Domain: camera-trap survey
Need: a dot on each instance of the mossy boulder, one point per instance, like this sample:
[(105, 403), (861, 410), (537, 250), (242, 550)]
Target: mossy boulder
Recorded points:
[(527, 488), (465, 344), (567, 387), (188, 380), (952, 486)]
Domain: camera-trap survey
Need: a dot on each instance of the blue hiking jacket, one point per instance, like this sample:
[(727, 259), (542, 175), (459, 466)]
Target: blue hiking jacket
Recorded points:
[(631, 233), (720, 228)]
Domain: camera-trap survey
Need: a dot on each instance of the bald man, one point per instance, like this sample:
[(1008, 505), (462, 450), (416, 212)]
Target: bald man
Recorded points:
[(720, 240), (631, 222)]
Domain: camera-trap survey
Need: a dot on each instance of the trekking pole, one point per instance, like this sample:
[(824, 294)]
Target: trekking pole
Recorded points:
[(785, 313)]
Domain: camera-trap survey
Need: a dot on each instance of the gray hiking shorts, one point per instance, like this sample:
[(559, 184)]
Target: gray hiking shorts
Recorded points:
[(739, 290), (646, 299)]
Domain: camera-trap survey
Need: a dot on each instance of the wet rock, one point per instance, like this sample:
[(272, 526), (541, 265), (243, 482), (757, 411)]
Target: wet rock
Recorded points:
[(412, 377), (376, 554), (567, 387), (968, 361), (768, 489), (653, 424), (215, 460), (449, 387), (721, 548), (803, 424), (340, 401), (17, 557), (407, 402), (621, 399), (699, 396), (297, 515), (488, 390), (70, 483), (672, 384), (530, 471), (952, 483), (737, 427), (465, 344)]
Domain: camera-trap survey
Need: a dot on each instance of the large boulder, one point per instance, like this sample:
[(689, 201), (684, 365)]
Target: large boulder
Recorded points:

• • • •

(TASK DIRECTIONS) Write out the full listing exactly as given.

(TASK ANSWER)
Domain: camera-trap survey
Need: a dot on each instance of the mossy boulder, one point per instance, like this sample:
[(105, 403), (861, 410), (537, 250), (242, 550)]
Target: mossy boulder
Recorded points:
[(527, 488), (465, 344), (567, 387), (188, 380), (952, 486)]
Domain: camera-trap survey
Need: a dot on each instance of the blue hiking jacket, one point per instance, like this sample:
[(727, 259), (542, 175), (459, 466)]
Target: blue hiking jacket
Recorded points:
[(631, 233), (720, 228)]
Domain: camera-trap survey
Need: a dot on each instance of the bald man, one point per instance, like this sample:
[(1008, 505), (462, 450), (416, 212)]
Target: bald man
Recorded points:
[(720, 240), (631, 222)]
Domain: camera-trap survey
Need: a dot on each instance of the trekking pole, one point per instance, like this sample:
[(824, 294)]
Target: trekking pole
Recorded points:
[(785, 313)]
Domain: camera-trap survey
Need: a dot on each instance of the gray hiking shorts, one point per instance, like this sample:
[(559, 184)]
Target: gray hiking shorts
Recorded points:
[(739, 290), (646, 299)]
Domain: camera-trap survey
Need: a dot on each instance of the wet rock, one point per instance, like this sample:
[(272, 526), (541, 265), (243, 482), (757, 411)]
Target: wet rock
Recorded points:
[(412, 377), (376, 554), (567, 387), (968, 361), (768, 489), (653, 424), (215, 460), (449, 387), (721, 548), (803, 424), (340, 401), (17, 557), (407, 402), (621, 399), (699, 396), (297, 515), (488, 390), (70, 483), (672, 384), (530, 471), (952, 483), (737, 427), (465, 344)]
Domain: camera-trap survey
Need: a dot on each instance of the large boulder, one point per instance, like this sample:
[(689, 201), (684, 365)]
Target: large boulder
Recorded points:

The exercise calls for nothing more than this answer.